**Supplied data**
---
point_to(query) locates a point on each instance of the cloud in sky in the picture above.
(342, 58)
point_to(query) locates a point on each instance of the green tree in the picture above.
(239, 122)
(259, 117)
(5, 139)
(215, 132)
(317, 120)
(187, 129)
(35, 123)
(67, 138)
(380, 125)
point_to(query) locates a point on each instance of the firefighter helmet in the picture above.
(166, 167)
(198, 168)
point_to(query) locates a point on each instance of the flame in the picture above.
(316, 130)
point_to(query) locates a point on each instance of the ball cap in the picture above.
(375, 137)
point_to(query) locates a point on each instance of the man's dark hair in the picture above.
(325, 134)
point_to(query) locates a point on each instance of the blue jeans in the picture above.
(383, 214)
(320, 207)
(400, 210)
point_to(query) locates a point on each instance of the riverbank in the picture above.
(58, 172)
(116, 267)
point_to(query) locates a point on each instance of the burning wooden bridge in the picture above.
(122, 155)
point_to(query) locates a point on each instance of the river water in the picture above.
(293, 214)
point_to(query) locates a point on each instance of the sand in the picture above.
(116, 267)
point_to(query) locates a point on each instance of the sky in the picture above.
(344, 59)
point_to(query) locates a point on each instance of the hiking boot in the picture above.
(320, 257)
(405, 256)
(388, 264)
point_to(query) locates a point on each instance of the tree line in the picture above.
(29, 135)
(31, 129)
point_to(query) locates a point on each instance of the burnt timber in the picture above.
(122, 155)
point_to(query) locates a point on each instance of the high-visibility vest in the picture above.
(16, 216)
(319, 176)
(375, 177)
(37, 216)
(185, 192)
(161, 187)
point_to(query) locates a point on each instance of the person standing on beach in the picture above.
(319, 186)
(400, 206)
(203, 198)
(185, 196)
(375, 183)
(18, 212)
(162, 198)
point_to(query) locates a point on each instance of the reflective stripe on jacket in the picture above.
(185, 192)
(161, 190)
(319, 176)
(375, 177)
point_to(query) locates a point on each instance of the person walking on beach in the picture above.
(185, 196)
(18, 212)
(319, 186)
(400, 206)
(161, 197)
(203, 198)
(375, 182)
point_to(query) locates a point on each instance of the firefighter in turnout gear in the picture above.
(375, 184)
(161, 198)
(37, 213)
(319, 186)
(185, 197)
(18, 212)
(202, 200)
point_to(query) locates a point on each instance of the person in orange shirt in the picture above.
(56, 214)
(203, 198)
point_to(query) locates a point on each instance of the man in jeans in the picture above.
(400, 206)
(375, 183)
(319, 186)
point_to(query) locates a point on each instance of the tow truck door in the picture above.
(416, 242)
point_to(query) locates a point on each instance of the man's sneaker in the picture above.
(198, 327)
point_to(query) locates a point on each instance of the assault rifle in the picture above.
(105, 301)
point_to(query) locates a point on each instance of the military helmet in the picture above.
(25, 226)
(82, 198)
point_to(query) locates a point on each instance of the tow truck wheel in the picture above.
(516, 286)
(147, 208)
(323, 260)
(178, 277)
---
**Set problem**
Extract every record and return it verbatim.

**Result of the exercise**
point_to(query) locates a point on each instance of the cloud in sky in the picture above.
(342, 58)
point_to(query) locates a point on each instance of the green tree in the picture above.
(239, 122)
(259, 117)
(5, 139)
(215, 132)
(317, 120)
(187, 129)
(35, 123)
(67, 138)
(380, 125)
point_to(query) locates a point on each instance of the firefighter helmet in the picture above.
(166, 167)
(198, 168)
point_to(query) locates a point on each instance of the flame in the picture above.
(316, 130)
point_to(query) locates a point on each instance of the ball cap in the picture above.
(375, 137)
point_to(query) locates a point on each instance of the man's dark hair in the picture above.
(325, 134)
point_to(query) locates a point on each instance of the blue jeans in the picture above.
(383, 214)
(320, 207)
(400, 210)
point_to(query) locates a point on each instance of the riverbank in the picture above.
(58, 172)
(116, 267)
point_to(query) locates a point on each instance of the burning wooden bridge in the picture above.
(122, 155)
point_to(query) locates a point on each instance of the river water in the picture above.
(293, 214)
point_to(query) locates a point on each instance of the sand in the picture above.
(116, 267)
point_to(query) locates a point on each instance of the sky in the picture above.
(344, 59)
point_to(query) locates a point on each instance of the hiking boot in the picture above.
(320, 257)
(405, 256)
(388, 264)
point_to(query) locates a point on each instance of the tree line in the picture above.
(29, 135)
(31, 129)
point_to(query) locates a point on each instance of the burnt timber in the picture above.
(122, 155)
point_to(query) locates a point on each instance of the high-visibility vest in the picture above.
(16, 216)
(319, 176)
(375, 177)
(37, 216)
(185, 192)
(161, 187)
point_to(query) locates a point on each instance of the person standing on beach in the picture above.
(319, 186)
(400, 206)
(203, 198)
(185, 196)
(375, 183)
(18, 212)
(162, 198)
point_to(query) locates a point on each instance of the reflective stripe on jacket in the picture above.
(185, 192)
(161, 190)
(319, 176)
(375, 177)
point_to(query) locates a point on each instance of the person walking on beach in the picture above.
(185, 196)
(18, 212)
(319, 186)
(400, 206)
(161, 197)
(203, 198)
(375, 182)
point_to(query) locates a point on each instance of the firefighter in turnout gear in the picture above.
(375, 184)
(161, 198)
(37, 213)
(319, 186)
(185, 197)
(18, 212)
(202, 200)
point_to(query) locates a point on each instance of the person in orange shirt in the picture above.
(56, 214)
(203, 198)
point_to(query) locates a point on each instance of the man in jeans in the picture above.
(400, 206)
(375, 183)
(319, 186)
point_to(query) locates a point on each instance of the tow truck door in the picture above.
(416, 242)
point_to(query) locates a point on each instance of the man's sneaker in the picture above.
(198, 327)
point_to(query) locates a point on each instance of the assault rifle in the picture above.
(105, 301)
point_to(query) locates a point on each instance of the military helmet in the picture above.
(25, 226)
(82, 198)
point_to(query) locates a point on each instance of the tow truck wheel in the picture above.
(516, 286)
(147, 208)
(323, 260)
(178, 277)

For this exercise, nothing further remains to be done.